## Extracted material
= = = = =
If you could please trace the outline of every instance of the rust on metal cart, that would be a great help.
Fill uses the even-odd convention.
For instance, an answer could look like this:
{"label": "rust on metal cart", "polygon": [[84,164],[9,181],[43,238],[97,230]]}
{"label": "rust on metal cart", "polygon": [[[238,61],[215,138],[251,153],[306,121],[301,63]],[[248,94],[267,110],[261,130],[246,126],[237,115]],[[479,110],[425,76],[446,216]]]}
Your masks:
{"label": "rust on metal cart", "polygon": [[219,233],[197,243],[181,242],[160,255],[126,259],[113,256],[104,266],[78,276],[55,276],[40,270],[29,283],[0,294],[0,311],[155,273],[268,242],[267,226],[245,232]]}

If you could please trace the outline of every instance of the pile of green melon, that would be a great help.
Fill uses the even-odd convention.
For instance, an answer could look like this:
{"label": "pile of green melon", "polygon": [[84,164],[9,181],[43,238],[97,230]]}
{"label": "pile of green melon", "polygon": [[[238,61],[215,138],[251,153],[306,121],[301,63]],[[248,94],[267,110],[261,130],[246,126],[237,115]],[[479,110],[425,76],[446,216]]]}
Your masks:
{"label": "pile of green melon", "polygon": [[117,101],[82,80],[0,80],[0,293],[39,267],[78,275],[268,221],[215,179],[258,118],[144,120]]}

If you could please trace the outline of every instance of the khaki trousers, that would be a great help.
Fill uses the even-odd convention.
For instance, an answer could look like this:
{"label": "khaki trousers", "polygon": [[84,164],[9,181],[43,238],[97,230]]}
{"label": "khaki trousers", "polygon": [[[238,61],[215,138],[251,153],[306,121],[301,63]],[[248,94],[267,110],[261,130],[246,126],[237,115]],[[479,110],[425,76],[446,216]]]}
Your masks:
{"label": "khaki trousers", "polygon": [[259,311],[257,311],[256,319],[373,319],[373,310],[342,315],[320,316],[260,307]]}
= = = = =
Go back to the listing above and please repeat it exactly.

If you could please trace the outline of every instance of the rust on metal cart, that would be a great help.
Fill uses the even-odd convention.
For instance, an answer could look like this:
{"label": "rust on metal cart", "polygon": [[84,164],[9,181],[43,238],[97,230]]}
{"label": "rust on metal cart", "polygon": [[[238,61],[215,138],[251,153],[306,121],[301,63]],[[248,94],[267,110],[261,130],[246,126],[237,115]],[[479,110],[425,76],[446,216]]]}
Your masks:
{"label": "rust on metal cart", "polygon": [[219,233],[197,243],[181,242],[160,255],[126,259],[113,256],[104,266],[78,276],[55,276],[40,270],[29,283],[0,294],[0,311],[155,273],[268,242],[267,226],[245,232]]}

If you could please trace the outline of every instance of the pile of green melon, that would be a great help.
Fill uses the even-odd convention.
For instance, an answer could look like this:
{"label": "pile of green melon", "polygon": [[84,164],[9,181],[43,238],[97,230]]}
{"label": "pile of green melon", "polygon": [[[238,61],[215,138],[251,153],[306,121],[301,63]],[[248,94],[267,110],[261,130],[246,126],[237,115]],[[479,110],[425,76],[446,216]]]}
Your masks:
{"label": "pile of green melon", "polygon": [[117,101],[82,80],[0,80],[0,293],[39,267],[78,275],[268,221],[215,179],[258,118],[144,120]]}

If you could please trace the outline of every instance of the khaki trousers, that would be a great help.
Fill uses the even-odd convention.
For instance, an answer could look like this:
{"label": "khaki trousers", "polygon": [[84,164],[9,181],[43,238],[97,230]]}
{"label": "khaki trousers", "polygon": [[[238,61],[215,138],[251,153],[306,121],[301,63]],[[248,94],[267,110],[261,130],[246,126],[237,115]],[[479,110],[425,76],[446,216]]]}
Your masks:
{"label": "khaki trousers", "polygon": [[259,311],[257,311],[256,319],[373,319],[373,310],[342,315],[320,316],[260,307]]}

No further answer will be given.